次の課題 ->
a) 本文の「アメリカでは、一流の私立高校は」で始まる段落を、主な事実を残したまま箇条書きにまとめてください。
b) 本文を読んで、次の問いに短く答えてください。
(i) アメリカでは、大卒と高卒の生涯の収入は何倍ちがいますか。
(ii) ランク（偏差値）の高い大学のほうが、平均すると収入はどうなる傾向がありますか。
(iii) 1点差で合格できなかった生徒たちの将来は、合格した生徒たちと比べてどうでしたか。

もちろん、学歴がなくても、実績を積み上げることで大きな成功を手にしたひとはたくさんいます。それでも、みんなと同じスタートラインに立てないと、回り道をすることになることは覚えておきましょう。
だったら、人生は学歴で決まってしまうのでしょうか。そんなことはありません。小さな失敗では人生は変わらないからです。
入試にぎりぎり合格した生徒と1点差で落ちた生徒の収入を比較
このことは、次のような調査で確かめられました。
アメリカは日本よりもさらにきびしい学歴社会で、大卒と高卒の生涯の収入は2倍もちがいます(日本では、高卒の生涯収入は大卒の7割程度)。
アメリカでも日本でも、ランク(偏差値)の高い大学のほうが、平均すれば収入も高くなる傾向があります。でもこれだけでは、一流大学がよい教育をしているからなのか、もともと優秀な学生が集まっているだけなのかがわかりません。
どちらが正しいかを調べるには、学力が同じで、学校がちがう生徒を探してきて、その将来を比べてみればいいのです。
アメリカでは、一流の私立高校は試験の点数を公開しているので、合格点ぎりぎりで入学できた生徒と、1点差で合格できなかった生徒を比較することができます。試験での1点のちがいは、実力ではなく、運がよかったか、悪かったかでしょう。つまり、まったく同じ学力の生徒が、運によって一流の高校か、その下のランクの高校かに分かれたのです。
では、この生徒たちの将来はどうなったのでしょうか。結果は「なんのちがいもない」でした。
1点足りなくて合格できなかった生徒たちも、合格した生徒たちと同じように、一流大学に進学して有名企業に就職し、同じくらいの収入を得ていたのです。

提供データ ->
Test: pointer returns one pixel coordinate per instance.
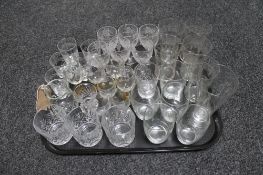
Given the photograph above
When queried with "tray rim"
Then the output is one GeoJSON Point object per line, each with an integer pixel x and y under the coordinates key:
{"type": "Point", "coordinates": [215, 138]}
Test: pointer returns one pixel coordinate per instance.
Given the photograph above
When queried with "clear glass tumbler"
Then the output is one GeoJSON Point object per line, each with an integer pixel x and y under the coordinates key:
{"type": "Point", "coordinates": [148, 35]}
{"type": "Point", "coordinates": [69, 50]}
{"type": "Point", "coordinates": [53, 128]}
{"type": "Point", "coordinates": [193, 125]}
{"type": "Point", "coordinates": [119, 125]}
{"type": "Point", "coordinates": [126, 80]}
{"type": "Point", "coordinates": [58, 63]}
{"type": "Point", "coordinates": [158, 128]}
{"type": "Point", "coordinates": [85, 127]}
{"type": "Point", "coordinates": [109, 35]}
{"type": "Point", "coordinates": [146, 79]}
{"type": "Point", "coordinates": [140, 105]}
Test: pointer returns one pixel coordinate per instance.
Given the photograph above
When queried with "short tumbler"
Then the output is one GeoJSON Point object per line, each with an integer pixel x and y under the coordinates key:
{"type": "Point", "coordinates": [119, 125]}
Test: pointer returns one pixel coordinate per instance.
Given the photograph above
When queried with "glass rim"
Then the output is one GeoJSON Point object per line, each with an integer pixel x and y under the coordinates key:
{"type": "Point", "coordinates": [61, 42]}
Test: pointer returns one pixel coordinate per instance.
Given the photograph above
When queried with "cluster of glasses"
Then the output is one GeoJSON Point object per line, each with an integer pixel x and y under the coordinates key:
{"type": "Point", "coordinates": [161, 74]}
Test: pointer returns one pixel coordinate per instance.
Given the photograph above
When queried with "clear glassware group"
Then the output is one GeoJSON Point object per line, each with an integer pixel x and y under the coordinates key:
{"type": "Point", "coordinates": [164, 75]}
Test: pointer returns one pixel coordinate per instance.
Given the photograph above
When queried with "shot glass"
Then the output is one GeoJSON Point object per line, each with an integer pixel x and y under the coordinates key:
{"type": "Point", "coordinates": [174, 96]}
{"type": "Point", "coordinates": [98, 56]}
{"type": "Point", "coordinates": [126, 80]}
{"type": "Point", "coordinates": [51, 74]}
{"type": "Point", "coordinates": [128, 35]}
{"type": "Point", "coordinates": [144, 108]}
{"type": "Point", "coordinates": [107, 87]}
{"type": "Point", "coordinates": [109, 35]}
{"type": "Point", "coordinates": [157, 128]}
{"type": "Point", "coordinates": [58, 63]}
{"type": "Point", "coordinates": [69, 50]}
{"type": "Point", "coordinates": [194, 124]}
{"type": "Point", "coordinates": [85, 127]}
{"type": "Point", "coordinates": [148, 35]}
{"type": "Point", "coordinates": [118, 123]}
{"type": "Point", "coordinates": [120, 55]}
{"type": "Point", "coordinates": [74, 74]}
{"type": "Point", "coordinates": [50, 126]}
{"type": "Point", "coordinates": [146, 79]}
{"type": "Point", "coordinates": [142, 54]}
{"type": "Point", "coordinates": [167, 48]}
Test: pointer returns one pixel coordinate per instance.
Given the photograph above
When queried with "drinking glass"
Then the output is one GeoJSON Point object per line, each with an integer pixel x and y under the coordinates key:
{"type": "Point", "coordinates": [50, 126]}
{"type": "Point", "coordinates": [119, 125]}
{"type": "Point", "coordinates": [58, 63]}
{"type": "Point", "coordinates": [85, 127]}
{"type": "Point", "coordinates": [84, 91]}
{"type": "Point", "coordinates": [97, 54]}
{"type": "Point", "coordinates": [198, 26]}
{"type": "Point", "coordinates": [146, 79]}
{"type": "Point", "coordinates": [128, 35]}
{"type": "Point", "coordinates": [169, 72]}
{"type": "Point", "coordinates": [174, 96]}
{"type": "Point", "coordinates": [193, 125]}
{"type": "Point", "coordinates": [148, 35]}
{"type": "Point", "coordinates": [126, 80]}
{"type": "Point", "coordinates": [120, 55]}
{"type": "Point", "coordinates": [84, 46]}
{"type": "Point", "coordinates": [167, 48]}
{"type": "Point", "coordinates": [143, 54]}
{"type": "Point", "coordinates": [69, 50]}
{"type": "Point", "coordinates": [97, 75]}
{"type": "Point", "coordinates": [51, 74]}
{"type": "Point", "coordinates": [121, 97]}
{"type": "Point", "coordinates": [157, 128]}
{"type": "Point", "coordinates": [57, 89]}
{"type": "Point", "coordinates": [109, 35]}
{"type": "Point", "coordinates": [221, 89]}
{"type": "Point", "coordinates": [107, 87]}
{"type": "Point", "coordinates": [74, 74]}
{"type": "Point", "coordinates": [140, 105]}
{"type": "Point", "coordinates": [172, 26]}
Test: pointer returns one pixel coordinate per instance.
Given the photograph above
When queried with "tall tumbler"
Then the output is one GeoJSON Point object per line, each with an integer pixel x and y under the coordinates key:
{"type": "Point", "coordinates": [52, 127]}
{"type": "Point", "coordinates": [119, 125]}
{"type": "Point", "coordinates": [146, 79]}
{"type": "Point", "coordinates": [145, 107]}
{"type": "Point", "coordinates": [193, 125]}
{"type": "Point", "coordinates": [85, 127]}
{"type": "Point", "coordinates": [222, 88]}
{"type": "Point", "coordinates": [158, 128]}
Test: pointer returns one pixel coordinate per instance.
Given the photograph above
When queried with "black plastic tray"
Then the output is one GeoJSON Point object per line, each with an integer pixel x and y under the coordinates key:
{"type": "Point", "coordinates": [141, 144]}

課題の答え ->
a)
- アメリカの一流私立高校は、試験の点数を公開している。
- そのため、合格点ぎりぎりで入学した生徒と、1点差で合格できなかった生徒を比べられる。
- 1点のちがいは実力ではなく、運のよしあしによるものだと考えられる。
- つまり、同じ学力の生徒が、運によって一流の高校とその下のランクの高校に分かれた。

b)
(i) 2倍
(ii) 高くなる傾向がある
(iii) ちがいはなく、同じように一流大学に進学し、有名企業に就職して、同じくらいの収入を得ていた